◆ Données brutes ◆

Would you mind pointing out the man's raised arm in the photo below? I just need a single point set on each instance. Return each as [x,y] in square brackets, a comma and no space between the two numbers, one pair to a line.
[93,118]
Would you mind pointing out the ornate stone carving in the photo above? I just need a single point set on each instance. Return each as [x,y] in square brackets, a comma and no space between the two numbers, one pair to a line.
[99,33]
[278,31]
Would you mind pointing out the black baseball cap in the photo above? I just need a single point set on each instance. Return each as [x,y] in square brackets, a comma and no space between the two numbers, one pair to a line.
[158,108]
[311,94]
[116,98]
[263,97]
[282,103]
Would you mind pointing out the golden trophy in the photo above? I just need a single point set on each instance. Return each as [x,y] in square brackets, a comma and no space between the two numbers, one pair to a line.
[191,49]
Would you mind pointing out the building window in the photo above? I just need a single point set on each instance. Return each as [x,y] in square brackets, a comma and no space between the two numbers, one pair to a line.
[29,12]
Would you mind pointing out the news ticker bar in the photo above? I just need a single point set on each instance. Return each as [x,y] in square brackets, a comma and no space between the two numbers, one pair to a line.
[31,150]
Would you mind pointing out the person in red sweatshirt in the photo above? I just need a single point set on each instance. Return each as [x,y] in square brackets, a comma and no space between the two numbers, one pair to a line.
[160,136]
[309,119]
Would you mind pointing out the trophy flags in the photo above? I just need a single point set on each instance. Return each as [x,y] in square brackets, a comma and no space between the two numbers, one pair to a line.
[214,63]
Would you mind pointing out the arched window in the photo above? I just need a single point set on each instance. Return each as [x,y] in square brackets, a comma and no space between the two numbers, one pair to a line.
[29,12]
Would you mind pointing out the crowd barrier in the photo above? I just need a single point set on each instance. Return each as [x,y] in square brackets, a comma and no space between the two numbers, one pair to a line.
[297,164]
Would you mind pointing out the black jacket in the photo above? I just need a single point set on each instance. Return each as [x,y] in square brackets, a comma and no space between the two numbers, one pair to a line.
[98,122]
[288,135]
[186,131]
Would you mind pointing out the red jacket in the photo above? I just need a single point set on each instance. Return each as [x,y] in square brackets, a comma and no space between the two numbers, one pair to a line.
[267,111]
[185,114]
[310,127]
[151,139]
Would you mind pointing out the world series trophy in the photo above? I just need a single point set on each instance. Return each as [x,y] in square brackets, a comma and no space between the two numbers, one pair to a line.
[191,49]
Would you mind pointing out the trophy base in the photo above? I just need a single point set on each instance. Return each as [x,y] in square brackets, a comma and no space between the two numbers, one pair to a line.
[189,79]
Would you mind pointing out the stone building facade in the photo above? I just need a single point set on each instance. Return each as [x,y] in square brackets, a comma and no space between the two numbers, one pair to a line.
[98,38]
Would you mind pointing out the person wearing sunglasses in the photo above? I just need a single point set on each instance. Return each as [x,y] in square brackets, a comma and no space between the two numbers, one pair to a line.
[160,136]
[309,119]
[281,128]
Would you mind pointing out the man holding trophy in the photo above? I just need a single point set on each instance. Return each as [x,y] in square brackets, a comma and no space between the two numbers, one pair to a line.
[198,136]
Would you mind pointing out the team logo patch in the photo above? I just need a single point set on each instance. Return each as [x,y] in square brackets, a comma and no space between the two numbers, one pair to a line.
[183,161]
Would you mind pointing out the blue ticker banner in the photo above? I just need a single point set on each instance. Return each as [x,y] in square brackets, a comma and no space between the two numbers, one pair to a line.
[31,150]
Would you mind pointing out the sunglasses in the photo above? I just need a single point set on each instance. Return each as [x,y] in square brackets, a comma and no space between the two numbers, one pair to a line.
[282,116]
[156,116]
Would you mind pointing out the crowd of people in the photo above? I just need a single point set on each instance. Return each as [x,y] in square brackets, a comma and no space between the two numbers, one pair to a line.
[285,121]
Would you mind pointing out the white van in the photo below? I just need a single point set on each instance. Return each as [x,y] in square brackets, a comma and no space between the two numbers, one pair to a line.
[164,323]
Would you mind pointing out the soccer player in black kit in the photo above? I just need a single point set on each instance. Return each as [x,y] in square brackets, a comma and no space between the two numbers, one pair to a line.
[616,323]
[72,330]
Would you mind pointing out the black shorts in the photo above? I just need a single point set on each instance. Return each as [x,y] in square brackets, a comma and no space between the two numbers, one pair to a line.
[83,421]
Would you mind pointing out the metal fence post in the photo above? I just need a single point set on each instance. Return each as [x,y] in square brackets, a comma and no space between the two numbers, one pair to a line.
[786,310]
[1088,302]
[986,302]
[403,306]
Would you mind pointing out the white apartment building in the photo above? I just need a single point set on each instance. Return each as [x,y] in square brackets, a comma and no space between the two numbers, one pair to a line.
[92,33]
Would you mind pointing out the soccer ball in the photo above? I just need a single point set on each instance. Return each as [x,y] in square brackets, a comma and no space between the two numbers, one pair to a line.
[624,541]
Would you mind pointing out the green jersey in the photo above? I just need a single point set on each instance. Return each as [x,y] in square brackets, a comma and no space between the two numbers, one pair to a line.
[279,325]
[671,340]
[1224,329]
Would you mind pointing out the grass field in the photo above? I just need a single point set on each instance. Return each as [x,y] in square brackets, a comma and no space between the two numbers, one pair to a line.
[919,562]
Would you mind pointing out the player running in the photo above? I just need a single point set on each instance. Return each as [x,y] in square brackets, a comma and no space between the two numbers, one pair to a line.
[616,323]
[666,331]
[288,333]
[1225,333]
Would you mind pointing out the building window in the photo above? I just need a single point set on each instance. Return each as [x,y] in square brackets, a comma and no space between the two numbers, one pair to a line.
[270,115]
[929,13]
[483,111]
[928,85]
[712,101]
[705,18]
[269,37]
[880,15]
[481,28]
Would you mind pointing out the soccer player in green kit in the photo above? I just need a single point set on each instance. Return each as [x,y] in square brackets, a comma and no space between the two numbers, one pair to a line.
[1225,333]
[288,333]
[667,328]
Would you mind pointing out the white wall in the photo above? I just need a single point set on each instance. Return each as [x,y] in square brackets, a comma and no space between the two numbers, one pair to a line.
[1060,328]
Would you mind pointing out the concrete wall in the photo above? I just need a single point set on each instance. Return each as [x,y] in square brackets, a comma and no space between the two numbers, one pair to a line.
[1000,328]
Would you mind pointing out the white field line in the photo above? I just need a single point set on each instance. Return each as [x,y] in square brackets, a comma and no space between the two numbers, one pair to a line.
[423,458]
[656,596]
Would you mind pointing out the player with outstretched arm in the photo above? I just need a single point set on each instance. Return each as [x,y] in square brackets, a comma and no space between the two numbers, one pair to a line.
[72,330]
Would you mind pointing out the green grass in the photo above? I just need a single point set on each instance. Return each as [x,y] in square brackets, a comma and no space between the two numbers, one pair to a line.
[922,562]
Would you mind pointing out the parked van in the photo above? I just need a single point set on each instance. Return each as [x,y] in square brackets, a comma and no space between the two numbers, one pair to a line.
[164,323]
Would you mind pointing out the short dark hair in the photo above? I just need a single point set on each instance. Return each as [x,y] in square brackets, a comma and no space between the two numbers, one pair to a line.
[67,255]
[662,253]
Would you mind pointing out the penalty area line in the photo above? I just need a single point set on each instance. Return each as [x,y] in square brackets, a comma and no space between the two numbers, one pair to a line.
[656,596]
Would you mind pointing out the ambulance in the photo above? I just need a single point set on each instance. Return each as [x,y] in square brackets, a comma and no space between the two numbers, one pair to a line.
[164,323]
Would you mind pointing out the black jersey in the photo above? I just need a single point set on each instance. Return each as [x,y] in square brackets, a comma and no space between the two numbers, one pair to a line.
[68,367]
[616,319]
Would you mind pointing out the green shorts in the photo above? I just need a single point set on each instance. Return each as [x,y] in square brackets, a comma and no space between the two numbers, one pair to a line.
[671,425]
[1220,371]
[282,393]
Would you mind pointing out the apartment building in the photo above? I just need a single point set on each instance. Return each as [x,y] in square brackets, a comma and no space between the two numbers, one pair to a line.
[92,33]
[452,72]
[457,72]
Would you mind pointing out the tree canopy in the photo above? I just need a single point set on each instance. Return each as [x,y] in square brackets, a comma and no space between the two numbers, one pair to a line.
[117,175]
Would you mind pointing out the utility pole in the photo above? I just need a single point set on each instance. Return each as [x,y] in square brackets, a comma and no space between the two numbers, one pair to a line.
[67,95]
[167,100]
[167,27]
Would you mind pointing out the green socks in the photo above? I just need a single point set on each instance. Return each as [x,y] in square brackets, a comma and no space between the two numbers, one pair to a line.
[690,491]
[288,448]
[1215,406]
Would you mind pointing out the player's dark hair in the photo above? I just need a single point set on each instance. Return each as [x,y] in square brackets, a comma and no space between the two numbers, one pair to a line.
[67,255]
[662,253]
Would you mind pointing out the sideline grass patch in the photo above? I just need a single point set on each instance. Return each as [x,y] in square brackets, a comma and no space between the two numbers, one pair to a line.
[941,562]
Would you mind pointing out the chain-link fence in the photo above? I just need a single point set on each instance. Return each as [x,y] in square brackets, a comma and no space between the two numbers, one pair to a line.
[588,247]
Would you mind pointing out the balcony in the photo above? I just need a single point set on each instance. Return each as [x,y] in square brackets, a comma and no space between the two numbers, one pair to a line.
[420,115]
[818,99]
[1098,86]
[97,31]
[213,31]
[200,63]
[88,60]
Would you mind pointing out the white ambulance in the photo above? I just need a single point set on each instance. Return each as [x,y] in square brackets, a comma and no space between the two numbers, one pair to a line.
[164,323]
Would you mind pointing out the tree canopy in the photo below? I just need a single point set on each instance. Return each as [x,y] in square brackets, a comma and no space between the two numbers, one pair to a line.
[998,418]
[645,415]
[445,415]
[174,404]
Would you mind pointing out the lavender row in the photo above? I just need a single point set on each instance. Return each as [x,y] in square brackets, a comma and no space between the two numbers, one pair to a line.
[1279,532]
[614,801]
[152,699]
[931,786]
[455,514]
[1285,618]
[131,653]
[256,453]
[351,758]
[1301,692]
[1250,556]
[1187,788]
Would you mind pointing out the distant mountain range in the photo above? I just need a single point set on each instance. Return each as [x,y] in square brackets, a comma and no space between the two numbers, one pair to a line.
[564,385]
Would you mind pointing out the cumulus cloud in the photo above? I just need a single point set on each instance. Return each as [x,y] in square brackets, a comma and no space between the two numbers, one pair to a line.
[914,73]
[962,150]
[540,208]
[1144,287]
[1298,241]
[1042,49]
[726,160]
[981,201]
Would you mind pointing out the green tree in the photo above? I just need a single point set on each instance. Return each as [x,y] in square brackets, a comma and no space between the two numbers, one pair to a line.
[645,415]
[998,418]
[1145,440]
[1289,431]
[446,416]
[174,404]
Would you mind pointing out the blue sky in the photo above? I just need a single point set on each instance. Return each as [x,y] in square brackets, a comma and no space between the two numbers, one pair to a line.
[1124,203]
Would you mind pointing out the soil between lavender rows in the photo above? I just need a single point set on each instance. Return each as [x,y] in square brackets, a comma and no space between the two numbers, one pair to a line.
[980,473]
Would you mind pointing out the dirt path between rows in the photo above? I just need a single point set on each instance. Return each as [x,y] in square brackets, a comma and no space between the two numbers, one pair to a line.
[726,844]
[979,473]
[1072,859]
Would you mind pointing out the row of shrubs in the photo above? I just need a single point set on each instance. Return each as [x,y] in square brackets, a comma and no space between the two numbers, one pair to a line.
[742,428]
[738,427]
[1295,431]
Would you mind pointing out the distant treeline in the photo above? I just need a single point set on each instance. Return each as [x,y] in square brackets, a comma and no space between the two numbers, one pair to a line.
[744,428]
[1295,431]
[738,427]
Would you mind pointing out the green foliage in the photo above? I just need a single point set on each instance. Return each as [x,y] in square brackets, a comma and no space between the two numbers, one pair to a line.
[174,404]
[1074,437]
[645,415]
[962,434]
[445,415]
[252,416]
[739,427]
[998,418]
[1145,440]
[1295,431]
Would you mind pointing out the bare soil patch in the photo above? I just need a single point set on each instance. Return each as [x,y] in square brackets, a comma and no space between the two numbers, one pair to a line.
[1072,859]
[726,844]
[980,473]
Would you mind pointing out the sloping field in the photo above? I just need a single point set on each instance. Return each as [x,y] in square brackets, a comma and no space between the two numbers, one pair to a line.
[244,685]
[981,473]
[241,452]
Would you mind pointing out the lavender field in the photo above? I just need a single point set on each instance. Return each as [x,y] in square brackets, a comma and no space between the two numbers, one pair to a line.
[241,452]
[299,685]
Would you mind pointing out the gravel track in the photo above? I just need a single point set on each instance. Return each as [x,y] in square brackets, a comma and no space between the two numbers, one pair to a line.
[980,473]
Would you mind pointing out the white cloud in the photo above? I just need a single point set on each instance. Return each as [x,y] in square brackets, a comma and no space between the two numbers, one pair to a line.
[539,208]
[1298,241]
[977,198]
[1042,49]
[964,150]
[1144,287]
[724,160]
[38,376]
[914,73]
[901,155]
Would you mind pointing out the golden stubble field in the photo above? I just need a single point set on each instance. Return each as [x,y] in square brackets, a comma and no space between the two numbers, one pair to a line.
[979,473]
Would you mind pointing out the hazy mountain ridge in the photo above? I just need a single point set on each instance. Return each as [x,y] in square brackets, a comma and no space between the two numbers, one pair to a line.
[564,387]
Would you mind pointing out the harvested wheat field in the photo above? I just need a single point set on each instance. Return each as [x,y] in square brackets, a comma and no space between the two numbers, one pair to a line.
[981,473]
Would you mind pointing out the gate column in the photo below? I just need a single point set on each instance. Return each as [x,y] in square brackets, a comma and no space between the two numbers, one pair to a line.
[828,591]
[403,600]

◆ Consignes ◆
Dispose en tableau Markdown la partie des données ci-dessus qui s'ouvre sur la ligne contenant « Would you mind pointing out the lavender field » et se termine à la fin des données, ces deux bornes incluses. Utilise une colonne « Numéro » pour le rang et une colonne « Ligne » pour le texte, et omets les lignes vides.

◆ Solution ◆
| Numéro | Ligne |
|---|---|
| 1 | Would you mind pointing out the lavender field in the photo above? I just need a single point set on each instance. Return each as [x,y] in square brackets, a comma and no space between the two numbers, one pair to a line. |
| 2 | [241,452] |
| 3 | [299,685] |
| 4 | Would you mind pointing out the gravel track in the photo above? I just need a single point set on each instance. Return each as [x,y] in square brackets, a comma and no space between the two numbers, one pair to a line. |
| 5 | [980,473] |
| 6 | Would you mind pointing out the white cloud in the photo above? I just need a single point set on each instance. Return each as [x,y] in square brackets, a comma and no space between the two numbers, one pair to a line. |
| 7 | [539,208] |
| 8 | [1298,241] |
| 9 | [977,198] |
| 10 | [1042,49] |
| 11 | [964,150] |
| 12 | [1144,287] |
| 13 | [724,160] |
| 14 | [38,376] |
| 15 | [914,73] |
| 16 | [901,155] |
| 17 | Would you mind pointing out the golden stubble field in the photo above? I just need a single point set on each instance. Return each as [x,y] in square brackets, a comma and no space between the two numbers, one pair to a line. |
| 18 | [979,473] |
| 19 | Would you mind pointing out the hazy mountain ridge in the photo above? I just need a single point set on each instance. Return each as [x,y] in square brackets, a comma and no space between the two numbers, one pair to a line. |
| 20 | [564,387] |
| 21 | Would you mind pointing out the harvested wheat field in the photo above? I just need a single point set on each instance. Return each as [x,y] in square brackets, a comma and no space between the two numbers, one pair to a line. |
| 22 | [981,473] |
| 23 | Would you mind pointing out the gate column in the photo below? I just need a single point set on each instance. Return each as [x,y] in square brackets, a comma and no space between the two numbers, one pair to a line. |
| 24 | [828,591] |
| 25 | [403,600] |